> [EXERCISE DESCRIPTION] Starting at the first line of the records below, transcribe each line exactly, ending with the line that contains "736 567 L 593".

Recorded data
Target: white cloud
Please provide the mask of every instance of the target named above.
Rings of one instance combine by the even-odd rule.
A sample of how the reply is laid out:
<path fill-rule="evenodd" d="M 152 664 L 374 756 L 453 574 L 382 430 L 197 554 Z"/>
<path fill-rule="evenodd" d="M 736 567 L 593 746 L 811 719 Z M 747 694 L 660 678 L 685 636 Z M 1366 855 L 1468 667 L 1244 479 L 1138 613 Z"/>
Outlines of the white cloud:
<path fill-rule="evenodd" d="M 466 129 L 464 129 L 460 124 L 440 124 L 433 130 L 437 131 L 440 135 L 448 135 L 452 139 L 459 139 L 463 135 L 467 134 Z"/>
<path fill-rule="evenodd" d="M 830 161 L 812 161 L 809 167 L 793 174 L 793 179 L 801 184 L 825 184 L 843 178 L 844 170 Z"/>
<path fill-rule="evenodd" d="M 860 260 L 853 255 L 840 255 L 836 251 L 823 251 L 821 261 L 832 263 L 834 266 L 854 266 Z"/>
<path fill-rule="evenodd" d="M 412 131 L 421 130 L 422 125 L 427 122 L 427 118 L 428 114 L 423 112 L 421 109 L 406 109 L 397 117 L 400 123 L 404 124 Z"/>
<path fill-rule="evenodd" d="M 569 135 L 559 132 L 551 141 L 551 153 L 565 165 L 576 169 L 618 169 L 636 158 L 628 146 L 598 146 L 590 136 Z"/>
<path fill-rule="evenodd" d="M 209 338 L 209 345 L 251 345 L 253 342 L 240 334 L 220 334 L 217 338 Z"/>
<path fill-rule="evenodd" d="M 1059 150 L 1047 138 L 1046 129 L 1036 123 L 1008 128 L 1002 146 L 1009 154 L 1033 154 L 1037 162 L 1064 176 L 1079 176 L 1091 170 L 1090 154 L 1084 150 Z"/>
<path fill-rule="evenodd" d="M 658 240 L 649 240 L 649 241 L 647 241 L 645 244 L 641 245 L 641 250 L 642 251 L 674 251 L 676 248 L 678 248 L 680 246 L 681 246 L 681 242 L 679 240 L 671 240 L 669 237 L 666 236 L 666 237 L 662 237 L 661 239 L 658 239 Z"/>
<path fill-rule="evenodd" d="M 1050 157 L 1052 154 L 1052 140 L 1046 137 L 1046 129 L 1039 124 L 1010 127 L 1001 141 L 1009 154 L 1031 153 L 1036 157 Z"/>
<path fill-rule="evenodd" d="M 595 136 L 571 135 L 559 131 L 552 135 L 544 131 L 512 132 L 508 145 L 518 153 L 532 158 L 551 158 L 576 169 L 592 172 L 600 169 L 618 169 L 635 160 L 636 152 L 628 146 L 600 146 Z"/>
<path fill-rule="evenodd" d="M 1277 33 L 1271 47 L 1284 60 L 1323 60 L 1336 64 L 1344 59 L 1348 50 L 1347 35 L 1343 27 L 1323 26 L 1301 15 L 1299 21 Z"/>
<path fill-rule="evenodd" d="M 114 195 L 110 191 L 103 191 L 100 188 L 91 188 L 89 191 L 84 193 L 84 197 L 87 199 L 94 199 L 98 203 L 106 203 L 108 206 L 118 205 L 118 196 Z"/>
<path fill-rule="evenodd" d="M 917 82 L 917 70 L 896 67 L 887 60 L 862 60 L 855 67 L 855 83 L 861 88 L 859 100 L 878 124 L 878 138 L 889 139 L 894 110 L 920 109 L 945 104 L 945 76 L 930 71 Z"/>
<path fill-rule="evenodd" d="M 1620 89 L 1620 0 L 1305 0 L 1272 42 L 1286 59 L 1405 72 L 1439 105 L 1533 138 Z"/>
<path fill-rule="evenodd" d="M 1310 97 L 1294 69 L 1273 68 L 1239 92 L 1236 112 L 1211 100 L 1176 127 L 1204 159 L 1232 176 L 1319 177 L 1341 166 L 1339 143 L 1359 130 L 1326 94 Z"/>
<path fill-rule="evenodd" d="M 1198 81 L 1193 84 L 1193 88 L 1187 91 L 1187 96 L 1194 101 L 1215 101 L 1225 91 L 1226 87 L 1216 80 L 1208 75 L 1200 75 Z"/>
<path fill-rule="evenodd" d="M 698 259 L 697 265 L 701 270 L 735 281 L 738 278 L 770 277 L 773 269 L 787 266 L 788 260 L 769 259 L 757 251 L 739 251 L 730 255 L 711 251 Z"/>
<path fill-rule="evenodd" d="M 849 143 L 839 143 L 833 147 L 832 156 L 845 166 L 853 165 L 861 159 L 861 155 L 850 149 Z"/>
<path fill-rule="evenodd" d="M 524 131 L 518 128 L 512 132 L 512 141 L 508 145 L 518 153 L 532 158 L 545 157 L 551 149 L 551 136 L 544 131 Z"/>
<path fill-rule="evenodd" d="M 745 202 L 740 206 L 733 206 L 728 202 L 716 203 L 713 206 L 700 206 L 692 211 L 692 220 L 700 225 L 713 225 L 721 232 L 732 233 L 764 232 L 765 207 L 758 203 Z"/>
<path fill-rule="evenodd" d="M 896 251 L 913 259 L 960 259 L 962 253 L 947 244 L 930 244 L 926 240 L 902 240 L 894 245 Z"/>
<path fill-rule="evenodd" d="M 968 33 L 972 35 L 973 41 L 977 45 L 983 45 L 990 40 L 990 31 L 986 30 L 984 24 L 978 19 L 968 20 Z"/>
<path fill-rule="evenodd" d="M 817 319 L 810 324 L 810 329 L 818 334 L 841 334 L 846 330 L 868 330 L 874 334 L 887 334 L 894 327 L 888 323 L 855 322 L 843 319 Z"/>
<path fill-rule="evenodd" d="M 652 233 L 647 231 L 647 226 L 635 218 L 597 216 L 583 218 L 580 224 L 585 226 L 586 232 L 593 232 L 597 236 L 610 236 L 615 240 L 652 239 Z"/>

> [FINAL ANSWER]
Target: white cloud
Please provide the mask of every instance of the target named above.
Rings of one instance combine by the even-odd rule.
A sample of how the reply is laid out:
<path fill-rule="evenodd" d="M 152 664 L 374 756 L 453 574 L 382 430 L 197 554 Z"/>
<path fill-rule="evenodd" d="M 736 567 L 593 746 L 811 719 Z M 747 694 L 660 678 L 685 636 Z M 1366 855 L 1468 667 L 1244 479 L 1138 613 Z"/>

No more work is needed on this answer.